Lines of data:
..........

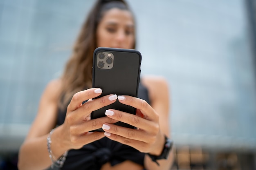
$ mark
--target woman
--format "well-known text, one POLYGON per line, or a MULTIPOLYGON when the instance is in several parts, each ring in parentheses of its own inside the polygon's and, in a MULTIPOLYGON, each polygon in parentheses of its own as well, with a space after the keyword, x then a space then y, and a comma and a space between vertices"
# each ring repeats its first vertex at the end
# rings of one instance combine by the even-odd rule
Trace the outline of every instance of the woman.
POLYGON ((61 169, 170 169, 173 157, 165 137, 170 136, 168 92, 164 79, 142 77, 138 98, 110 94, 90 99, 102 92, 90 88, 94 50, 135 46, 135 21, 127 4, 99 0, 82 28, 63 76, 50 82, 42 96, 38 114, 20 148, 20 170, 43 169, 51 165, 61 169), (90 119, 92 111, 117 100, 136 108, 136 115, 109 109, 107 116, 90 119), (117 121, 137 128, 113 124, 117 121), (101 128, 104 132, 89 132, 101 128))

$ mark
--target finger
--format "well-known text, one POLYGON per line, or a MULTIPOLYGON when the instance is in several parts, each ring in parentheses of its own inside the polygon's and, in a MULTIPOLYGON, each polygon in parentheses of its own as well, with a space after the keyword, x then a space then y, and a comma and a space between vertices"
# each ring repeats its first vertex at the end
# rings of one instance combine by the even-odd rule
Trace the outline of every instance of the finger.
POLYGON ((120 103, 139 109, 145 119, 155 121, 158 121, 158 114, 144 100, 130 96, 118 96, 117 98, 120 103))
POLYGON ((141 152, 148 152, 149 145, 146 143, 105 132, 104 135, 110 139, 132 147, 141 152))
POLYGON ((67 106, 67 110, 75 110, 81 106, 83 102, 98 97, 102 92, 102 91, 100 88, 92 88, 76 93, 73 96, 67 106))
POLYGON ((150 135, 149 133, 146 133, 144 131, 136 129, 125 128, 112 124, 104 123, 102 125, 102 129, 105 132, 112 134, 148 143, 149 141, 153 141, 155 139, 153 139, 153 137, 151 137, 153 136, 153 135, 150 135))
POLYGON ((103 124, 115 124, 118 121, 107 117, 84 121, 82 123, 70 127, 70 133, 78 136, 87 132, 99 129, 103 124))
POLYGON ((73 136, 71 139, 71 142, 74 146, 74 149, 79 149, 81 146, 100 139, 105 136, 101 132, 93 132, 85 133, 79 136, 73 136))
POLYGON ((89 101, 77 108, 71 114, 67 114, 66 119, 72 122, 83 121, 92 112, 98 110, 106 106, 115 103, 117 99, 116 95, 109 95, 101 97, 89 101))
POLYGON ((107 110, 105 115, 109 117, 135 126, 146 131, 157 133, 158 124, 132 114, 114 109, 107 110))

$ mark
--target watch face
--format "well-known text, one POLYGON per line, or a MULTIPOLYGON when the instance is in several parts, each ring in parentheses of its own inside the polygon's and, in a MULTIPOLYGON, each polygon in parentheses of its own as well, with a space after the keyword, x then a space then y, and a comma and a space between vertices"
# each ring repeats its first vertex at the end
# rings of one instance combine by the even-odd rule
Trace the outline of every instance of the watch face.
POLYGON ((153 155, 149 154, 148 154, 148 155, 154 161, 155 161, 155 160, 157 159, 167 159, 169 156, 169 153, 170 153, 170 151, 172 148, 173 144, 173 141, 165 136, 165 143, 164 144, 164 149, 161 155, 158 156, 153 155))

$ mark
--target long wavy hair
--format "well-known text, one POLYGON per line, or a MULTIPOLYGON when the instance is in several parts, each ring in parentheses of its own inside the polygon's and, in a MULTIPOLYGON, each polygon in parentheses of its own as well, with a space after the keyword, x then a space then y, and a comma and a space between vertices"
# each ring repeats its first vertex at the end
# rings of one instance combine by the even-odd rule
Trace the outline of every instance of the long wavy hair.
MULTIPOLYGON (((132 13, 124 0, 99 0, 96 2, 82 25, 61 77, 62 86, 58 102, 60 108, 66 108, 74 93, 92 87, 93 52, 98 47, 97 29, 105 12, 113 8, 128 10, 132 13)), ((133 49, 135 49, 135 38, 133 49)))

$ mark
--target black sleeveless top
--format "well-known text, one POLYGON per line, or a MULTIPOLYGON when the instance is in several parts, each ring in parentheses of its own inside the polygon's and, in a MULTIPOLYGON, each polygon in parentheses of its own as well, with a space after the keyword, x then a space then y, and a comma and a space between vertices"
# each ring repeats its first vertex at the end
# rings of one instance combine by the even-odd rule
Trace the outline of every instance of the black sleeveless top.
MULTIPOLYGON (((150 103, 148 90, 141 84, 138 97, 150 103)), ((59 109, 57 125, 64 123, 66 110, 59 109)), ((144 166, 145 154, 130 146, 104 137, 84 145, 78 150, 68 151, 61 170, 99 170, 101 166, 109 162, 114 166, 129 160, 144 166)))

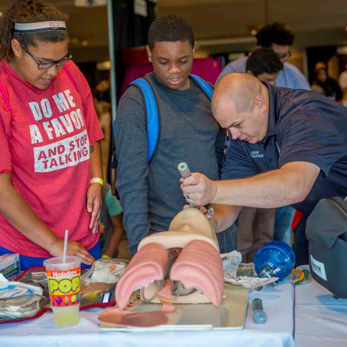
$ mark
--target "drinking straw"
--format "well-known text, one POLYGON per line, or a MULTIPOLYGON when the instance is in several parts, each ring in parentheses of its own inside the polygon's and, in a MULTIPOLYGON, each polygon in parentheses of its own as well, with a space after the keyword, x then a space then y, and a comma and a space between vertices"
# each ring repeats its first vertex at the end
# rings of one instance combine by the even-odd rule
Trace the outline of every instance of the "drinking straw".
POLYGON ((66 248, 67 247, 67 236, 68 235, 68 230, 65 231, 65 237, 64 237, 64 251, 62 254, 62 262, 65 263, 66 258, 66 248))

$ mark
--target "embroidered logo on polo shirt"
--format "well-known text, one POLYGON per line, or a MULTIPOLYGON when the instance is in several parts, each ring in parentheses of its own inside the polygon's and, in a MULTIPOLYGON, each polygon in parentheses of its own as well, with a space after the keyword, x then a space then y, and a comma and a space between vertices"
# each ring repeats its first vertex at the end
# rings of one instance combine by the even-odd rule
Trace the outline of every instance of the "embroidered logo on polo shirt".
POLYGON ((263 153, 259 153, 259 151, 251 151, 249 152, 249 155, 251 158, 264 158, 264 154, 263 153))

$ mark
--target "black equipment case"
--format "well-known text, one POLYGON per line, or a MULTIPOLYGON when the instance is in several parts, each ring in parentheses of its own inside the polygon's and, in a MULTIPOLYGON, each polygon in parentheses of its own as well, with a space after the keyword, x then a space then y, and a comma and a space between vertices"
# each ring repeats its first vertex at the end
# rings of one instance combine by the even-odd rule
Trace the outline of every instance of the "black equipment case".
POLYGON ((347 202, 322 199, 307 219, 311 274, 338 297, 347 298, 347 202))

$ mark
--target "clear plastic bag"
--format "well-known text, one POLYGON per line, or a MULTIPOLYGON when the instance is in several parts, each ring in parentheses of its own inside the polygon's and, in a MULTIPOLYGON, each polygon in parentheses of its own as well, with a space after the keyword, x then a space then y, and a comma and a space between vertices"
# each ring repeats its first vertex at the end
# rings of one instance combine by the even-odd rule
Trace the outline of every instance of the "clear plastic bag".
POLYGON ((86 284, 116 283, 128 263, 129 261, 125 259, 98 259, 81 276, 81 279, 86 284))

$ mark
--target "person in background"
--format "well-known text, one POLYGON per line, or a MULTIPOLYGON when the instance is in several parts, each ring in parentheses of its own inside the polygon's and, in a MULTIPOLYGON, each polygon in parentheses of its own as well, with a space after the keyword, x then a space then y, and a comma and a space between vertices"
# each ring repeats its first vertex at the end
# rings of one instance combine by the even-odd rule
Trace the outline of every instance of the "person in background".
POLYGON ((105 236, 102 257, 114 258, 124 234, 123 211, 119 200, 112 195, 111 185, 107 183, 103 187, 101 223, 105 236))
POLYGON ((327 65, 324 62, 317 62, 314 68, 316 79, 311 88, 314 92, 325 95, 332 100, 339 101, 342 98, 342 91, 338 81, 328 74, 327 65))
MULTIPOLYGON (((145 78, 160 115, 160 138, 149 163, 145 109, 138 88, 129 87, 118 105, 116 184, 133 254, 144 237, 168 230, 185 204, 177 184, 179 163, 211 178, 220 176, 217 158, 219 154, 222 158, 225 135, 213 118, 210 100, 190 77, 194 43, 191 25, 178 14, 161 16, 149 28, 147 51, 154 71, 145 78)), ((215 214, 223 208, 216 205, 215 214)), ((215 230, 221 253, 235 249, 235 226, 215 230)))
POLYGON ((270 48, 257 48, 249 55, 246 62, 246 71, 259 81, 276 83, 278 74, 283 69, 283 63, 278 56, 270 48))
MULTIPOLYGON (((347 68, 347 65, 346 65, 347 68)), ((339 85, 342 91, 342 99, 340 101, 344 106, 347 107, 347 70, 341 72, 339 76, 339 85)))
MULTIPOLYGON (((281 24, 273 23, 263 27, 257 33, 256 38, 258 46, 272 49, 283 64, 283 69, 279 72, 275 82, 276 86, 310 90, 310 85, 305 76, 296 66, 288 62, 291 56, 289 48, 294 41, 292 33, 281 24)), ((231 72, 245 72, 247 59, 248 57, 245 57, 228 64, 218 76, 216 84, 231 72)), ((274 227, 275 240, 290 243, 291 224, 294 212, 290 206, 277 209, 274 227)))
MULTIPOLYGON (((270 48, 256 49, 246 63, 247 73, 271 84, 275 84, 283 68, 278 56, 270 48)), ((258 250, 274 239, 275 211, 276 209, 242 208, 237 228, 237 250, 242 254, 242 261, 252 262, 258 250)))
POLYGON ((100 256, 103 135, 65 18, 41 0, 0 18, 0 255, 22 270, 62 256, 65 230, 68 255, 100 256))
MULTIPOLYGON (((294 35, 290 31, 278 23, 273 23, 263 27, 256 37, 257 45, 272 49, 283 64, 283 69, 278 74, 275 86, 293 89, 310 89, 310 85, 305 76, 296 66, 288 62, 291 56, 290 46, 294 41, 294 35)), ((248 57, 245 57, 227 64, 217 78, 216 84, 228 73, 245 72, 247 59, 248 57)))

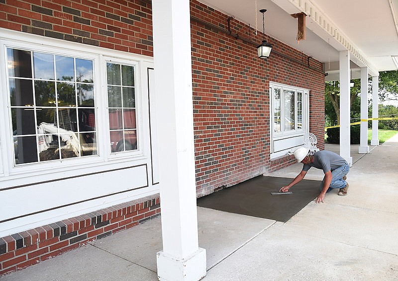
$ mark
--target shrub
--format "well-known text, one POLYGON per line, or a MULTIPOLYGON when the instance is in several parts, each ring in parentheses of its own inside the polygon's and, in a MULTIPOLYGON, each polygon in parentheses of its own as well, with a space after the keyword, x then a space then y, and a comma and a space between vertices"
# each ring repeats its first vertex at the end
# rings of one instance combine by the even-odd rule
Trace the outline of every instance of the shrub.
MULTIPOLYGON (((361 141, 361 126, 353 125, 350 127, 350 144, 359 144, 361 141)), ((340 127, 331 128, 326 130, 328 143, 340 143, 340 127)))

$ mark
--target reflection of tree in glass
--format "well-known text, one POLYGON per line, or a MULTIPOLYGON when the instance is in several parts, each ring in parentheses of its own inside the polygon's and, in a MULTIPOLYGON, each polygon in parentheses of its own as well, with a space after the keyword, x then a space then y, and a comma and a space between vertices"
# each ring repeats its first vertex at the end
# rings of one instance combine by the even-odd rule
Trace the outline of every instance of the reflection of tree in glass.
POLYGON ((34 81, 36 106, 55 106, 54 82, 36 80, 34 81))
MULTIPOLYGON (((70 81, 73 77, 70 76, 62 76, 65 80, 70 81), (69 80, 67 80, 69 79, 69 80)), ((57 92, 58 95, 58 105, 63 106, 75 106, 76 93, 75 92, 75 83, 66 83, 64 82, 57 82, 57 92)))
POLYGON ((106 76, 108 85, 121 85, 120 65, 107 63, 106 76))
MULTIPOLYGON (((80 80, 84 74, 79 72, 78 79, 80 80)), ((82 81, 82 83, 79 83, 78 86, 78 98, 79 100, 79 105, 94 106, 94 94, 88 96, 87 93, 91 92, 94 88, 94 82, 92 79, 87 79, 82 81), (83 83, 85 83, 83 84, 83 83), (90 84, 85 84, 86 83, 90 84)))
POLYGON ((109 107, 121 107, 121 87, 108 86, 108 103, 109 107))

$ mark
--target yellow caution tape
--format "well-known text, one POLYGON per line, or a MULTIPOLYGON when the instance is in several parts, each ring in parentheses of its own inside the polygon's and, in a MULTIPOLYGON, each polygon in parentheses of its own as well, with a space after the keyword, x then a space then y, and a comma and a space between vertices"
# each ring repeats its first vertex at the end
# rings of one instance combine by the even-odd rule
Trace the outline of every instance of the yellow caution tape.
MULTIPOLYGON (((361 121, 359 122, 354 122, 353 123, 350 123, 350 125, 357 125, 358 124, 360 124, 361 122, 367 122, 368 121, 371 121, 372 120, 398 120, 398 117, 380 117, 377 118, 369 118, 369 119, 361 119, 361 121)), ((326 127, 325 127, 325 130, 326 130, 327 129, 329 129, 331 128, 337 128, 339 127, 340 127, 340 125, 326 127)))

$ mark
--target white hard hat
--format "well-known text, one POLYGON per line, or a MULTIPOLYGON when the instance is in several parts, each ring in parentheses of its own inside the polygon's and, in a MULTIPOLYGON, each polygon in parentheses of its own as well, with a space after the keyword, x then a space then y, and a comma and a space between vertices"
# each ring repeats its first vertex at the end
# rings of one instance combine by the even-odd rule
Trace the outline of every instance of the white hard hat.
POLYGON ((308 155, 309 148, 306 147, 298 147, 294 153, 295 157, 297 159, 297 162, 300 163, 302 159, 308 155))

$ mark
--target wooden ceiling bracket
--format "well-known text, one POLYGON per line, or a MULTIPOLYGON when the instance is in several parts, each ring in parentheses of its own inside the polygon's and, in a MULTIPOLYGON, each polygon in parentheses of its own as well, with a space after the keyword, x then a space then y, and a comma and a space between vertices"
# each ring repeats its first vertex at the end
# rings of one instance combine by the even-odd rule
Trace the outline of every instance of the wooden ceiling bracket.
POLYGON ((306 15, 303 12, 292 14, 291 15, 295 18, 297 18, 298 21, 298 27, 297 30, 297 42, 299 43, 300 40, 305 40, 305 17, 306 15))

..........

● WHAT IS EXPECTED
List every line of the material above that contains the string "black". Case counts.

● FULL OUTPUT
--target black sleeveless top
Trace the outline of every instance of the black sleeveless top.
--target "black equipment case"
Trace the outline of every instance of the "black equipment case".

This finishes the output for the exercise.